**WORK TO BE COMPLETED**
Pick each line that has "pajama" out of the records.

Referring expression data:

--------------------

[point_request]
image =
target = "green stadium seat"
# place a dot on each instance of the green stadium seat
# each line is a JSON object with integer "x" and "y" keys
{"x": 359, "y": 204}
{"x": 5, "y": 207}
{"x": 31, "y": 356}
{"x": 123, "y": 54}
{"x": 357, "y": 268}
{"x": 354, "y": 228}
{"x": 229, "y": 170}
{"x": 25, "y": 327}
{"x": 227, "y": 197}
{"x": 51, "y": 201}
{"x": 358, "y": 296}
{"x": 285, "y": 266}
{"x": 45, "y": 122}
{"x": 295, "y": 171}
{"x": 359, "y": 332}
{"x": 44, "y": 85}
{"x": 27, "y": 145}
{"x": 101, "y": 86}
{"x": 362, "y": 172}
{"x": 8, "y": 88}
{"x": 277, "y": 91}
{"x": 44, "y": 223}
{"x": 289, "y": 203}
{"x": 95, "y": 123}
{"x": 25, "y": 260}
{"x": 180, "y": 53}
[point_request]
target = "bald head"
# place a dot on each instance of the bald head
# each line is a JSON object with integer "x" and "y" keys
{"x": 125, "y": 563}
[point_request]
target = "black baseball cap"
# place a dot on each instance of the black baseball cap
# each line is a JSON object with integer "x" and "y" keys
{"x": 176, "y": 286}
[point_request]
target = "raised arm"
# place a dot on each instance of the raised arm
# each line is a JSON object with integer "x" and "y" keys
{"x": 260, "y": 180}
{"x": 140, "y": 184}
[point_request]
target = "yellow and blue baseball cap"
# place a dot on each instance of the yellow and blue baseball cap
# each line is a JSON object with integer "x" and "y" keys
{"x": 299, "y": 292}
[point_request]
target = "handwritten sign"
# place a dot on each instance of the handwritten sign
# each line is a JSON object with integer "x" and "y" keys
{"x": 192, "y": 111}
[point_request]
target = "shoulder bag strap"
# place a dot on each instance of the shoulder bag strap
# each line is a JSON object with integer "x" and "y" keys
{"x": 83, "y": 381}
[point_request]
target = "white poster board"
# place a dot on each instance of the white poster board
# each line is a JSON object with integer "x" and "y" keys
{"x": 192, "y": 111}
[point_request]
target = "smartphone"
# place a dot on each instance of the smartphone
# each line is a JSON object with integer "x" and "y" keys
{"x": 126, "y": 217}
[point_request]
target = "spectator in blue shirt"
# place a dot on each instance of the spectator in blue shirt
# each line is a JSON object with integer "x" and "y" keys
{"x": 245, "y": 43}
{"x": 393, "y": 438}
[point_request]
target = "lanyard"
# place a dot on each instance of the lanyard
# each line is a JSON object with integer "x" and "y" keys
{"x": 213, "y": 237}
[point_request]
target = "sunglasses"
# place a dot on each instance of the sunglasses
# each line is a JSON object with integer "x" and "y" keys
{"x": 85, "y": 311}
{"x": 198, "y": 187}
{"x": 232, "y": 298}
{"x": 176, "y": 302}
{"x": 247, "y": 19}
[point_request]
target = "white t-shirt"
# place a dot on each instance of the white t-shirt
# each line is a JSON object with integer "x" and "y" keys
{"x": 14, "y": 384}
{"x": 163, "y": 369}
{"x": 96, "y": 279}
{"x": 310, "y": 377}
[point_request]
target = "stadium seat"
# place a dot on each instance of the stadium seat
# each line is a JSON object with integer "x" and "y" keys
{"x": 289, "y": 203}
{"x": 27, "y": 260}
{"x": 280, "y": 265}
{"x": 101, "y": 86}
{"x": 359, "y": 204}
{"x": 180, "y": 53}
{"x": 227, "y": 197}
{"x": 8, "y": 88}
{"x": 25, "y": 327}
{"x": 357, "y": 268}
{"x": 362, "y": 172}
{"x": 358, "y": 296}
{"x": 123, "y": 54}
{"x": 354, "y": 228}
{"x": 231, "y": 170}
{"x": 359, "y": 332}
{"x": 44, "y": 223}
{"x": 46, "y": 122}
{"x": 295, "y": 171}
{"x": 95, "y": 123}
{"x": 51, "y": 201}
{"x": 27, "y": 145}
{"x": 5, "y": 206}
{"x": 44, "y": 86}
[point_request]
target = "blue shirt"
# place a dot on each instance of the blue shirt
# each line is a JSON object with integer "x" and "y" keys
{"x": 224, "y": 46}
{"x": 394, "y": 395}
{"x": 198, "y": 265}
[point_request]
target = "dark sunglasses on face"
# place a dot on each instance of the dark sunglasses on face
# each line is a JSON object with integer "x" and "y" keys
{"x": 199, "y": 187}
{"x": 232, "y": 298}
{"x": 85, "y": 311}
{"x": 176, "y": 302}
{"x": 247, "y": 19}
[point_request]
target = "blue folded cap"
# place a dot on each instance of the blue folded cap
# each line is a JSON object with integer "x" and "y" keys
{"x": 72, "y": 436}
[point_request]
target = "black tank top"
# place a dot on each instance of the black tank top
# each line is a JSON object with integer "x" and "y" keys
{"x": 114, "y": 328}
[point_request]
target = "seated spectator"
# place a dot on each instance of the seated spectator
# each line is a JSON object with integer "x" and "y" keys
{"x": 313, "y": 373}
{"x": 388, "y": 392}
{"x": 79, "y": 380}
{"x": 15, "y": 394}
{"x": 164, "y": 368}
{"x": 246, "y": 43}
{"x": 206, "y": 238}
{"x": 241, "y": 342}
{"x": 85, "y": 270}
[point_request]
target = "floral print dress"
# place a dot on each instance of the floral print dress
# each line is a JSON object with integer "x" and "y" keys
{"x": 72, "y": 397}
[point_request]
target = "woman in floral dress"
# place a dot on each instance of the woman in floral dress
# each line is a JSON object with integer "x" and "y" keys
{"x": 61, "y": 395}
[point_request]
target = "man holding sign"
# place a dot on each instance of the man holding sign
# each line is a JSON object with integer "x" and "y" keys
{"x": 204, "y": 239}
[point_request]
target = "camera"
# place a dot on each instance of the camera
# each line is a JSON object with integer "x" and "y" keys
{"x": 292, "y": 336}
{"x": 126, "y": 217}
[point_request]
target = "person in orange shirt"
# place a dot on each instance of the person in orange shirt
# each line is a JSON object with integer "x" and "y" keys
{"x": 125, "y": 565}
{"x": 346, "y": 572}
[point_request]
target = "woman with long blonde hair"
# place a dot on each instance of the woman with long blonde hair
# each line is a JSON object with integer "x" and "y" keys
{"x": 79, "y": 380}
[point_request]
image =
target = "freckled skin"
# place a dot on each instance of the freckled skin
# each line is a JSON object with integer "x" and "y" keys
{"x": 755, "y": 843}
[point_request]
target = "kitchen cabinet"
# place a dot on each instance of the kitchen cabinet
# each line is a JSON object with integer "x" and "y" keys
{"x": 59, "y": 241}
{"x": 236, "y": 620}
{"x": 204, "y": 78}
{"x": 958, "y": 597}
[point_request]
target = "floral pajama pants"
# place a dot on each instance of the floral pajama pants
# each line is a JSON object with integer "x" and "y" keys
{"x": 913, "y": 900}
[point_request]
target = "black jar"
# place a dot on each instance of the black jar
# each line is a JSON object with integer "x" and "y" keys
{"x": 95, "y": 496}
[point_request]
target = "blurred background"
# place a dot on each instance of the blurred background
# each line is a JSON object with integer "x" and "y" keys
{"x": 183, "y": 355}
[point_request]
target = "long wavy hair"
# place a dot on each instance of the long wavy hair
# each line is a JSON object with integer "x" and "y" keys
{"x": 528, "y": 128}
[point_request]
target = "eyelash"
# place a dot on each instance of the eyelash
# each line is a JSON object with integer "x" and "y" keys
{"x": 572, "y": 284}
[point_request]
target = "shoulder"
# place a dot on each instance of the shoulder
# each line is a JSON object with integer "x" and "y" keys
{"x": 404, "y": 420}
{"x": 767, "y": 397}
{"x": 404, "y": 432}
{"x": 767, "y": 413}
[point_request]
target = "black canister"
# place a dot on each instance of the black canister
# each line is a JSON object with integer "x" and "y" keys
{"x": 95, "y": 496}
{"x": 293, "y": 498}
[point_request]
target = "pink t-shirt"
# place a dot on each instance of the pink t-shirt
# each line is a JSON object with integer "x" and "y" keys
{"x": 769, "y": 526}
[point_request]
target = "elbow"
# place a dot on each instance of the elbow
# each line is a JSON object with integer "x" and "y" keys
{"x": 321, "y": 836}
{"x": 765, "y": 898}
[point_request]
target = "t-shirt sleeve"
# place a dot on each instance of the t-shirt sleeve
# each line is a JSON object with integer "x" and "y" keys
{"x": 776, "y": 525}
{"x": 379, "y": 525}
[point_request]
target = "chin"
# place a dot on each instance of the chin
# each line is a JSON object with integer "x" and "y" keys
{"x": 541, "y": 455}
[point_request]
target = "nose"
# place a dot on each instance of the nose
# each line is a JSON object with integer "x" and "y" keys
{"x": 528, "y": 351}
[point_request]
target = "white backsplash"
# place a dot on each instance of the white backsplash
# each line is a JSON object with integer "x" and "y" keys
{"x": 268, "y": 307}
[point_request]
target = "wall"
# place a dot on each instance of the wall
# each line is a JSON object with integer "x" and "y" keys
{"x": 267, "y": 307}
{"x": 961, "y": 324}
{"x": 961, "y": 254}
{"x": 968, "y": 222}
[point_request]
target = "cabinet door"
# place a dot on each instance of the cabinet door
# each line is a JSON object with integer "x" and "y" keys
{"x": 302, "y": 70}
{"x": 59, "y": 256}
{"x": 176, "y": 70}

--------------------

**RESULT BELOW**
target = "floral pajama pants"
# place a dot on each instance of the floral pajama pants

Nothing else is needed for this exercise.